Point-based annotation data
────────────────────

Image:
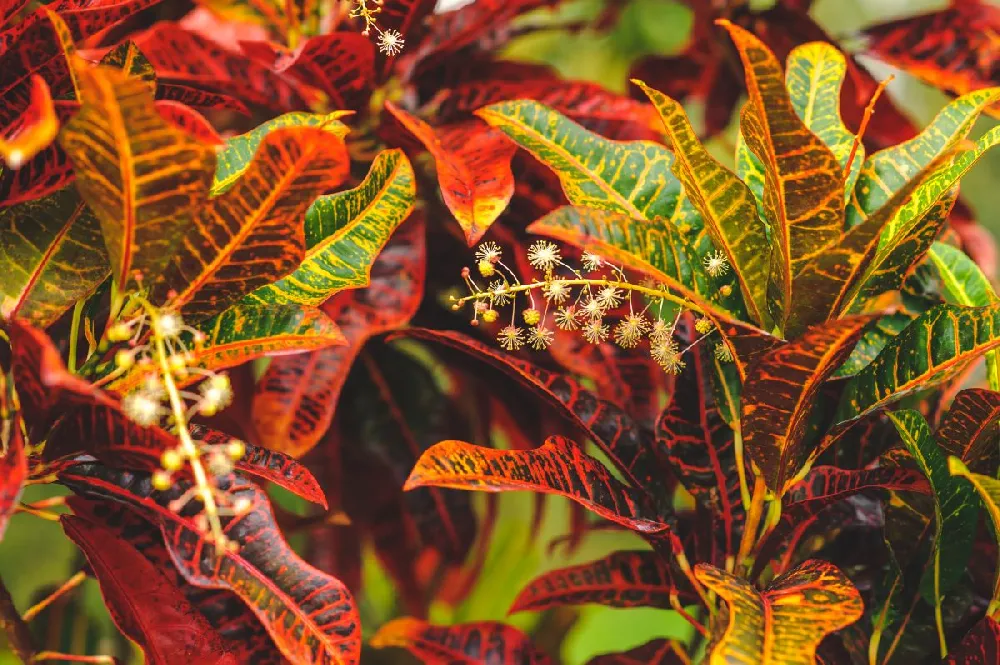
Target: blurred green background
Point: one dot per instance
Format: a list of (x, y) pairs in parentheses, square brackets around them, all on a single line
[(35, 557)]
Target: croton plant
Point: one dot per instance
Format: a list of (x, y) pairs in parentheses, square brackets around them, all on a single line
[(224, 279)]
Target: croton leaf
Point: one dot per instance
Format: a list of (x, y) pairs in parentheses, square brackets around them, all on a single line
[(726, 205), (814, 76), (220, 258), (238, 153), (473, 167), (950, 49), (143, 602), (784, 623), (955, 512), (803, 181), (310, 616), (558, 466), (779, 395), (142, 178), (295, 400), (927, 353), (465, 644), (53, 254), (622, 579), (345, 232), (969, 429)]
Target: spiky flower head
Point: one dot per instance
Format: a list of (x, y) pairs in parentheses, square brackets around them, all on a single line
[(543, 255), (511, 338), (716, 264)]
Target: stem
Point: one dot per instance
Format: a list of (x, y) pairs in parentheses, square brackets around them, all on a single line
[(74, 334), (67, 586), (17, 631), (754, 515)]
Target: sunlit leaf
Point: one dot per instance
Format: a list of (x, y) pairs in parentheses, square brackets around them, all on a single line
[(955, 513), (784, 623), (780, 394), (250, 235), (726, 205), (143, 179), (345, 232), (473, 168), (804, 183), (465, 644), (52, 253)]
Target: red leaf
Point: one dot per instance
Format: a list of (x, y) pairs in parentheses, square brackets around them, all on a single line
[(622, 579), (466, 644), (310, 616), (473, 164), (145, 605), (296, 398)]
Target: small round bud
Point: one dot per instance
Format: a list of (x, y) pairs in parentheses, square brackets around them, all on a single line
[(486, 268), (161, 481), (236, 449), (171, 460)]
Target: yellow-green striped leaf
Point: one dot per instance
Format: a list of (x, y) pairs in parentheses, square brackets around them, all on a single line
[(143, 178), (235, 157), (344, 233), (726, 205), (52, 254)]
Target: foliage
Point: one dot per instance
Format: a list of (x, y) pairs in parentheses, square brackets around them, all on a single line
[(231, 333)]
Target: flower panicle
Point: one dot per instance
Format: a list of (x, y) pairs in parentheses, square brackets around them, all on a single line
[(594, 299)]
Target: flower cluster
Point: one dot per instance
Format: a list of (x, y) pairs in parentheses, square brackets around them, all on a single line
[(595, 299), (390, 42), (159, 366)]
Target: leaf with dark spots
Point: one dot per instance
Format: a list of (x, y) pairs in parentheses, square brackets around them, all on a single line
[(971, 427), (628, 445), (623, 579), (779, 395), (310, 616), (473, 168), (143, 602), (295, 400)]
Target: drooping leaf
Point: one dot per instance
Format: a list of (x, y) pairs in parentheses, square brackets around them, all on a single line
[(249, 236), (969, 429), (473, 167), (804, 184), (143, 179), (955, 513), (310, 616), (143, 602), (784, 623), (558, 466), (622, 579), (344, 234), (238, 154), (53, 254), (934, 347), (780, 394), (814, 77), (726, 205), (295, 399), (480, 643)]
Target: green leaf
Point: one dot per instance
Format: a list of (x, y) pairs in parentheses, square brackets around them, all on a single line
[(955, 513), (345, 232), (814, 77), (886, 171), (938, 344), (726, 205), (965, 284), (235, 157), (52, 253)]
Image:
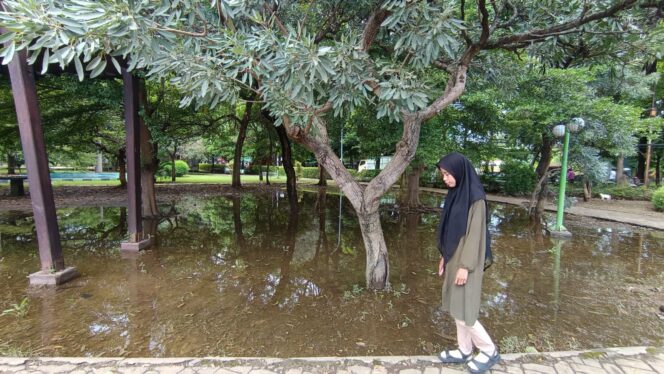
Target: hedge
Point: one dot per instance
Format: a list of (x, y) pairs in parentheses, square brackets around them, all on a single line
[(658, 199)]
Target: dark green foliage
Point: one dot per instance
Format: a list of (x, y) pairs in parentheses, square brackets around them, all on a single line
[(658, 199), (519, 178), (493, 182), (204, 168), (181, 169)]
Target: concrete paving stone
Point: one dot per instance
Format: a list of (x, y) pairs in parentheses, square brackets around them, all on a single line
[(612, 368), (538, 368), (632, 363), (207, 370), (357, 369), (576, 360), (14, 361), (656, 363), (241, 369), (104, 370), (628, 351), (563, 367), (379, 369), (581, 368), (446, 370), (512, 369), (167, 369), (592, 362), (78, 371), (62, 368), (629, 370), (132, 369)]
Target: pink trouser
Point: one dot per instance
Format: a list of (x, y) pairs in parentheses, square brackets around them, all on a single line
[(474, 335)]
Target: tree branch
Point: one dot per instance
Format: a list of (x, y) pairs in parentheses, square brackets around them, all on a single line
[(273, 14), (567, 27), (372, 27)]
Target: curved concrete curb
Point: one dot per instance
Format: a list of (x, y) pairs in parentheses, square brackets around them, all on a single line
[(626, 360)]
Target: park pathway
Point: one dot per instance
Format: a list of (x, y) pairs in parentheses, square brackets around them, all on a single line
[(629, 360)]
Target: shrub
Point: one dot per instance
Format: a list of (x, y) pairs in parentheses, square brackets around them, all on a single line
[(299, 170), (658, 199), (204, 168), (181, 169), (493, 182), (519, 177), (310, 172)]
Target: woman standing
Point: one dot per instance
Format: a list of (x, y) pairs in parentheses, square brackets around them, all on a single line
[(464, 243)]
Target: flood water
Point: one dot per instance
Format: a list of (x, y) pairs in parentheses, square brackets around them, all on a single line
[(236, 276)]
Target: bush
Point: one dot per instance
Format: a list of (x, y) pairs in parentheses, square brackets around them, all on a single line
[(520, 178), (624, 192), (310, 172), (299, 171), (658, 199), (204, 168), (493, 182), (181, 169)]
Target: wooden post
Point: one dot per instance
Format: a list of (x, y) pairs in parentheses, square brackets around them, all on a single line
[(133, 135), (24, 90)]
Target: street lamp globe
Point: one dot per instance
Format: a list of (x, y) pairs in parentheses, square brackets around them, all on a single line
[(559, 131), (576, 124)]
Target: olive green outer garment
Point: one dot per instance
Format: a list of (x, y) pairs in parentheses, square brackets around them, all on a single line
[(463, 302)]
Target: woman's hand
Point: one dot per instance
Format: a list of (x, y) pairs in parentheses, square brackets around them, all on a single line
[(462, 277)]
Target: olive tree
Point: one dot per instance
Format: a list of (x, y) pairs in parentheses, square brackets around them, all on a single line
[(306, 60)]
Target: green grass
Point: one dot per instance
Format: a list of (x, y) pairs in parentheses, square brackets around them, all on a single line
[(219, 178), (189, 178)]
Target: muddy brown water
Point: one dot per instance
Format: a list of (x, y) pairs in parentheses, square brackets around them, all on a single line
[(239, 276)]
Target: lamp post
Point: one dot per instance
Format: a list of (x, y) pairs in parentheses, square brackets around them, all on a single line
[(574, 125)]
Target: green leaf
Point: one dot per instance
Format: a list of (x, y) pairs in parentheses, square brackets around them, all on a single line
[(9, 53), (45, 60), (79, 68), (99, 69), (4, 38)]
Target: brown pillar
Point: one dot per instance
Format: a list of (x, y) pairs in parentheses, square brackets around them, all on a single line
[(133, 135), (53, 270)]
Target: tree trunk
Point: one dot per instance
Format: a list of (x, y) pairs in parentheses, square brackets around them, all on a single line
[(173, 171), (11, 163), (587, 189), (237, 221), (322, 178), (377, 272), (149, 162), (99, 165), (641, 159), (620, 174), (412, 190), (239, 144), (542, 187), (366, 200), (658, 175), (287, 158), (122, 166), (646, 180)]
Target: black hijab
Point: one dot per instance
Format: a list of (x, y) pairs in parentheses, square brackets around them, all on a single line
[(459, 199)]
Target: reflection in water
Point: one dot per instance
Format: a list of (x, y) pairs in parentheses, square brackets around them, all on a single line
[(242, 276)]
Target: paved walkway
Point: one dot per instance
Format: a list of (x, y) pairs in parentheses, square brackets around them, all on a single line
[(631, 360)]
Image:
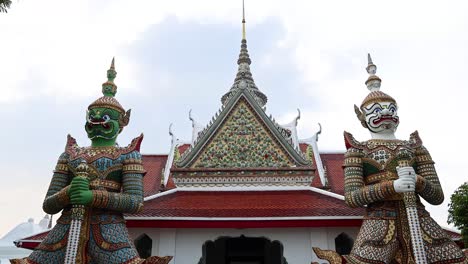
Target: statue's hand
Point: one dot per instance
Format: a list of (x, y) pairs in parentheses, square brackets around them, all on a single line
[(78, 184), (81, 198), (406, 181), (79, 192)]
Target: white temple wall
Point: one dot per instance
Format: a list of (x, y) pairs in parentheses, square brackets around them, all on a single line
[(186, 244)]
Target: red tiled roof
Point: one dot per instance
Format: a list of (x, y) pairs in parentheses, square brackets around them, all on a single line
[(453, 234), (246, 204), (303, 147), (153, 164), (334, 163), (183, 148)]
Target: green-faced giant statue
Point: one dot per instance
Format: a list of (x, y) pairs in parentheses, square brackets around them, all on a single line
[(93, 187)]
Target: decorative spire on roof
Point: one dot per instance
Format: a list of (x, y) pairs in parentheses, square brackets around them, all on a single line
[(244, 78), (373, 82)]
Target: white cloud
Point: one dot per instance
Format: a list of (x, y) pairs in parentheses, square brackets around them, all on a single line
[(61, 49)]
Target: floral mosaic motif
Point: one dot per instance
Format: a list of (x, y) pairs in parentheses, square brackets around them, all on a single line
[(243, 141)]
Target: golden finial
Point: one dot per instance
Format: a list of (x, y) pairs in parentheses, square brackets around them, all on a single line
[(243, 20)]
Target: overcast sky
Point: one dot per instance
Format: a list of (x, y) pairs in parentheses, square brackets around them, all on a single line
[(173, 56)]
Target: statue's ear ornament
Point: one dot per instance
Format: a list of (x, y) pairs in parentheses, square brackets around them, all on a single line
[(124, 119), (360, 116)]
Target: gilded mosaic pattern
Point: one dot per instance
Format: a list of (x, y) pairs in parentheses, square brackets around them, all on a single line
[(243, 141)]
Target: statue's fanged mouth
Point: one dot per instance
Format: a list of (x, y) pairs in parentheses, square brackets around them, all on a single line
[(92, 122), (384, 118)]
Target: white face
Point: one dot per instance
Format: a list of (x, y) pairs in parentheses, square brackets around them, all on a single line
[(381, 117)]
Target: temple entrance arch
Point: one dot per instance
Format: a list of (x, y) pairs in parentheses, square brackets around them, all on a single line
[(242, 250)]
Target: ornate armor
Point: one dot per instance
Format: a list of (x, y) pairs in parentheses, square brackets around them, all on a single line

────────────────────

*WHAT IS NEEDED*. Copy the lines from the one containing "Target: curved concrete curb" through the one containing "[(629, 360)]", substituting "walking path" for "park pathway" and changing nothing else.

*FULL OUTPUT*.
Target: curved concrete curb
Point: one dot per instance
Format: a list of (x, y) pairs in parentheses, square brackets around them, all on a single line
[(626, 360)]
Target: walking path
Point: one dot per instance
Format: a list of (x, y) pairs in parentheses, square brackets around them, all on a single line
[(629, 360)]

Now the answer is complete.